# EXERCISE INSTRUCTIONS
Using the entries below, write out the line with "the rocky coastline", the line with "the coastal rock", and every line in between, exactly as each is written.

Records from a collection:

====

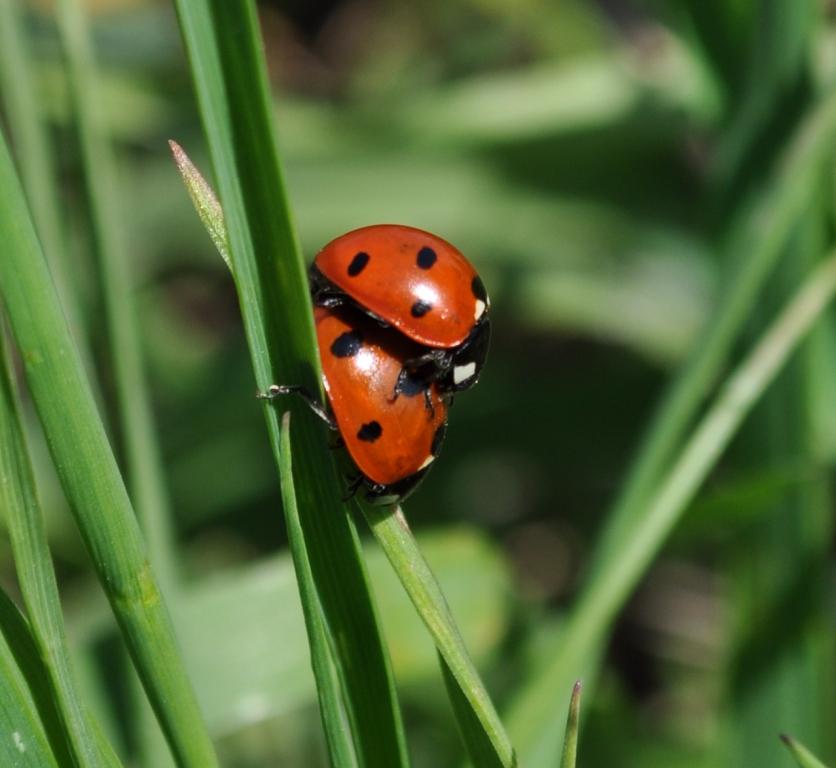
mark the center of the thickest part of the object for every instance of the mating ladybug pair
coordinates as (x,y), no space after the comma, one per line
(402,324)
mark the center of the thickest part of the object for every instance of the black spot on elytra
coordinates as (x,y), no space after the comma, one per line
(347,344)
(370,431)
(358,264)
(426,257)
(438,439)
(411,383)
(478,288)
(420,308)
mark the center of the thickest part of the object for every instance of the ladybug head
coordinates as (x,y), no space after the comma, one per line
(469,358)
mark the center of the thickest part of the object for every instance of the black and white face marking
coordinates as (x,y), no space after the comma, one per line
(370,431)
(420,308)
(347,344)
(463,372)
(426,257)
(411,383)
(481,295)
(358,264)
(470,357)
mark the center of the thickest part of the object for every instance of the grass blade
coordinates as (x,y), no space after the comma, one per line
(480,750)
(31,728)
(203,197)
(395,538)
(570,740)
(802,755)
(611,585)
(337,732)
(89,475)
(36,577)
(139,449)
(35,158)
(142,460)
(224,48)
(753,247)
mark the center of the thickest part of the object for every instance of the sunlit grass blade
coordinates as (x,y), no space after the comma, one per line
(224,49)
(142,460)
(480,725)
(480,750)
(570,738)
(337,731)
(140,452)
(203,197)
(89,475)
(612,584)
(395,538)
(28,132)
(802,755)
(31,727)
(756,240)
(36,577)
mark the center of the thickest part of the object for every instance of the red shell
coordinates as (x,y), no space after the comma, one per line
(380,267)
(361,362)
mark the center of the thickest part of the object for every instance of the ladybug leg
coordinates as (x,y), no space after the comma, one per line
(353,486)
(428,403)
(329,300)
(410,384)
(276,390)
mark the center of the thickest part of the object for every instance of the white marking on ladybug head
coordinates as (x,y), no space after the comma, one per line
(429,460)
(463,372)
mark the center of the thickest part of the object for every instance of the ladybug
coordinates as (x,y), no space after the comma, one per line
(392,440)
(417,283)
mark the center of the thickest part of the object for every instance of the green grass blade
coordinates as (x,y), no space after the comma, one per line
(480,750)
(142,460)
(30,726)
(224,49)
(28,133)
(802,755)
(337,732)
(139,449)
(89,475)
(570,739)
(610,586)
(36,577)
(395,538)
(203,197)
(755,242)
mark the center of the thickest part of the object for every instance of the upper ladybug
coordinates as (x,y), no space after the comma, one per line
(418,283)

====

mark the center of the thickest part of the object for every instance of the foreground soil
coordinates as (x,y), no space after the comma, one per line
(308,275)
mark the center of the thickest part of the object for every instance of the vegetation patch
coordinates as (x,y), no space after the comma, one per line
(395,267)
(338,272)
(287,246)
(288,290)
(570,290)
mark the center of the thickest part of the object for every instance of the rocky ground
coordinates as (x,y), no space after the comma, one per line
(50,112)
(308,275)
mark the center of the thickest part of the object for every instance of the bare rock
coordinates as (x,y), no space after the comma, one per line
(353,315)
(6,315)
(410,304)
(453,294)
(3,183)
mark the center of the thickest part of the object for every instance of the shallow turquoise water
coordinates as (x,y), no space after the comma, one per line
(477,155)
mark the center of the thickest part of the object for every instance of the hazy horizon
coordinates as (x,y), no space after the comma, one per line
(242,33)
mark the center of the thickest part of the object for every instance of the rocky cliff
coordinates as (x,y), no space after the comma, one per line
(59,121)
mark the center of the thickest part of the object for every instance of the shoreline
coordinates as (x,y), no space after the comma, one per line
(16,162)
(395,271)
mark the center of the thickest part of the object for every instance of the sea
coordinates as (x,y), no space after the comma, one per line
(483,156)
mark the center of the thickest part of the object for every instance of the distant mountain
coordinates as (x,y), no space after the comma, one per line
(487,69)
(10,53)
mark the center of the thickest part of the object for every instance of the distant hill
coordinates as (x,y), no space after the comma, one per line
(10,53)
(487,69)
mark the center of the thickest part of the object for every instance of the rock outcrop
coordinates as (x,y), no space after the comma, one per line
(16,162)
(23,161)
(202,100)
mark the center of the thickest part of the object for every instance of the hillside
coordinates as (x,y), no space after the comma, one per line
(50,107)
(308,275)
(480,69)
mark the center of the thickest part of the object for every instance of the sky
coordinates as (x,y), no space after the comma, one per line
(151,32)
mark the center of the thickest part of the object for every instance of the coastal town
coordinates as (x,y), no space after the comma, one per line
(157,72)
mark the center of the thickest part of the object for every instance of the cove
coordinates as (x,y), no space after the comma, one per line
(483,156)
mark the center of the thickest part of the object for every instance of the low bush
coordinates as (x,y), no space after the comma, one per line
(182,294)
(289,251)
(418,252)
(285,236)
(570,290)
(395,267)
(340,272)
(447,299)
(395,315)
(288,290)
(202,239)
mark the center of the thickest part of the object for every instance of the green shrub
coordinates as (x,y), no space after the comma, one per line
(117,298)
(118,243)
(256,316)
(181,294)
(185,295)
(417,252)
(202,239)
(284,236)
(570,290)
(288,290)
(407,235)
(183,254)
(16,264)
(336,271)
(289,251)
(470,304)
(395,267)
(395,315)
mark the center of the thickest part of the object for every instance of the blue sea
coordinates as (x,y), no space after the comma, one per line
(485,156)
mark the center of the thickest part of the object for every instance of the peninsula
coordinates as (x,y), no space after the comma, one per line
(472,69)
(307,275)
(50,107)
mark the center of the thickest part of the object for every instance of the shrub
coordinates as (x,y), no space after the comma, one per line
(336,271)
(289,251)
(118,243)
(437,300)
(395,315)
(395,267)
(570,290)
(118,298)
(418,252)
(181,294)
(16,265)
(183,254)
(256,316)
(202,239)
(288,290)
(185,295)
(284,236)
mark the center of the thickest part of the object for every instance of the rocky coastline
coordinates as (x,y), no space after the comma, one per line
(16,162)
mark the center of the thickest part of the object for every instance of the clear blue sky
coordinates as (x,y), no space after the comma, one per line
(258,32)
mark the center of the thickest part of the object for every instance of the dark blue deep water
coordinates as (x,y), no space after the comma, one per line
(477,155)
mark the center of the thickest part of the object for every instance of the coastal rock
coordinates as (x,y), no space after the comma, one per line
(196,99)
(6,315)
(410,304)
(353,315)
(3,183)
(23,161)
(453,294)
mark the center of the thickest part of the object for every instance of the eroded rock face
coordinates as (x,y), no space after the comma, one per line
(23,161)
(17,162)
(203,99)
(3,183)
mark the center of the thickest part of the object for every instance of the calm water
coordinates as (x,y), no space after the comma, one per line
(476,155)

====

# RESULT
mark the center of the thickest part of the object for every instance of the rocky coastline
coordinates as (x,y), no space after the comma, one per line
(16,162)
mark the center of the thickest part of the object for every instance of the clear blue sky
coordinates as (x,y), no space after the comma, one per line
(258,32)
mark the center of the thickest part of the object for every instance of the dark blue deep water
coordinates as (x,y), no space after the comma, one per line
(477,155)
mark the center of the thickest part of the object for every instance of the coastal rock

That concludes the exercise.